A LESSING IN WAR: WHAT HAPPENS WHEN VIOLENCE HITS, WHEN WAR IS DECLARED

If you get a chance, see the previous blog about Shi Tao, a Chinese journalist who has been jailed for sending an email to a pro-democracy correspondent (I believe in the States) “in which [Shi Tao] summarized instructions from the Central Propaganda Department about the correct political response journalists ought to take toward the 15th anniversary of the Tiananmen Square massacre.”

Actually, Shi Tao’s courage offered exactly what Henry Kissinger didn’t, way back at the time of the massacre, when as an “independent observer” (running a company at the time called, I believe, “China Ventures”), he said on “the big TV”, paraphrasing, let’s not be too harsh on the Chinese government.

Thank you, Henry. That lie of impartiality was partial inspiration for this song, its second verse specifically.

Beijing Olympics, anyone?

But I wanted to give you a quote here from Doris Lessing that I have had to paraphrase for sometime, because way back I lost the book (Prisons We Choose To Live Inside), based on an Ideas Lecture series she’d given on CBC radion, I believe. The book remains missing, but I recently found the quote, in something I’d written a few years back.

When I read the comment in her book years ago, some part of it really imprinted on me, resonated, woke me up to the difficulty of being human, of negotiating and negotiations, of being peaceful.

Hold up what she says against what you’ve witnessed yourself, in the media, among friends, after 9/11 or any other horrendous event, and you may find it revealing.

Jobs:
**a.** In the blog post on Doris Lessing, what is the title of the Lessing book the writer lost?
**b.** Write the next part of the blog post on Doris Lessing, picking up after its final sentence.
The material that comes after this blog post is separate from it.

Information given:
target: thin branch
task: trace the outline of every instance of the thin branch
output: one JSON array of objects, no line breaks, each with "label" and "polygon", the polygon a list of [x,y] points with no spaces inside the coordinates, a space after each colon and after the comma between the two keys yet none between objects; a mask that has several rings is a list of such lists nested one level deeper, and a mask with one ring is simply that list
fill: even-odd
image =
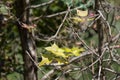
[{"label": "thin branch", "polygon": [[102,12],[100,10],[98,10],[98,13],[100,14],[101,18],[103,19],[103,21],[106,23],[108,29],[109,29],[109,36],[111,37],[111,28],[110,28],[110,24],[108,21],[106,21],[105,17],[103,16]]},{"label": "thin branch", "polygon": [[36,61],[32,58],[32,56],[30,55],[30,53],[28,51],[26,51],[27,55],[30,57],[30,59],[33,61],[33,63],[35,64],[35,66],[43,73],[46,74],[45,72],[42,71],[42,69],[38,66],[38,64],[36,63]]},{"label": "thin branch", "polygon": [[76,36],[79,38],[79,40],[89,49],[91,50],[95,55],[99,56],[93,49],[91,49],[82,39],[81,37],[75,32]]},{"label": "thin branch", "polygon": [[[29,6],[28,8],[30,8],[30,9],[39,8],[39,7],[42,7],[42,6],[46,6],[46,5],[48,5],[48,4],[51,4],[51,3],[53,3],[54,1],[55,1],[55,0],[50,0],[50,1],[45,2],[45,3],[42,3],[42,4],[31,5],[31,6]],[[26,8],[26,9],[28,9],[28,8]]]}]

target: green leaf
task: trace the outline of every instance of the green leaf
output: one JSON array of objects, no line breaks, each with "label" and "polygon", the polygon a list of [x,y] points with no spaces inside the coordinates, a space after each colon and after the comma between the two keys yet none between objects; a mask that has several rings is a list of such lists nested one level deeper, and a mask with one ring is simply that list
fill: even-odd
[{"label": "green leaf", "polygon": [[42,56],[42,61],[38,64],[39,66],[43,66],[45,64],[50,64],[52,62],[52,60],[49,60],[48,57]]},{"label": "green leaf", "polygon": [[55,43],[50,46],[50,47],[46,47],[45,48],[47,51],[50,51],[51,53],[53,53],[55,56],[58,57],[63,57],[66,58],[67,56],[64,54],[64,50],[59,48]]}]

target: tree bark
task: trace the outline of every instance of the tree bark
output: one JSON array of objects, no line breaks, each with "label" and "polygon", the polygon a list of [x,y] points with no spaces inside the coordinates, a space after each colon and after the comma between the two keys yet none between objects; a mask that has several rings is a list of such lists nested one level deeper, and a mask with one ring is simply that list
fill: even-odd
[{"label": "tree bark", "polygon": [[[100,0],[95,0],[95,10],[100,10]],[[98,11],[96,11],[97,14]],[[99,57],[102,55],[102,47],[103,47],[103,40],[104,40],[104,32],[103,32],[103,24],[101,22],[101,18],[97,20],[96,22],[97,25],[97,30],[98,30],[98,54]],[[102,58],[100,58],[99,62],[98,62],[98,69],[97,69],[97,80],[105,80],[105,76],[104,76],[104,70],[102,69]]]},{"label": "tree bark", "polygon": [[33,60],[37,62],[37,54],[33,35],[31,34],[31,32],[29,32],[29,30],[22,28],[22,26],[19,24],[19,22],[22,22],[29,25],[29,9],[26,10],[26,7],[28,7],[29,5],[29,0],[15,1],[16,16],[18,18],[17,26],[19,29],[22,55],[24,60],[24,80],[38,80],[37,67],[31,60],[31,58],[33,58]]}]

Per-task outputs:
**a.** Prisons We Choose To Live Inside

**b.**
We see the dis-ease all over the world, in varying degrees.

Lessing writes (pg 16):

In times of war we revert, as a species, to the past, and are permitted to be brutal and cruel. It is for this reason and many others, that a great many people enjoy war. But this is one of the facts about war that is not often talked about.

I think it is sentimental to discuss the subject of war, or peace, without acknowledging that a great many people enjoy war—not only the idea of it, but the fighting itself.

In my time I have sat through many hours listening to people talking about war, the prevention of war, the awfulness of war, without it ever being mentioned that for large numbers of people the idea of war is exciting, and that when a war is over they may say it was the best time of their lives. This may be true even of people whose experiences in war were terrible, and which ruined their lives.

People who have lived through a war know that as it approaches, an at first secret, unacknowledged elation begins, as if an almost inaudible drum is beating…Then the elation becomes too strong to be ignored or overlooked: then everyone is possessed by it.

These “forces”, whatever they are, exert an extraordinary pressure (I wrote an essay called Genocidosis, asking the same question from a different angle, when I was doing the two documentaries Uganda Rising and Hope In The Time of AIDS).

And institutional forces are similarly compelling on the individual, or the collective—indeed, both our responses and creations are interrealted and from human consciousness, manifested—self-evidently. Noam Chomsky once said:

I often have been asked what would be the first thing I would do as president of the United States.

Well, I would set up a war-crimes tribunal, in advance, for the crimes I was going to commit. I don’t mean that I am a bad person. But the way our institutions are structured, a person in such a position will be under pressures leading to criminal behavior.

I cannot think of anyone who has avoided it. So, I assume that I wouldn’t either.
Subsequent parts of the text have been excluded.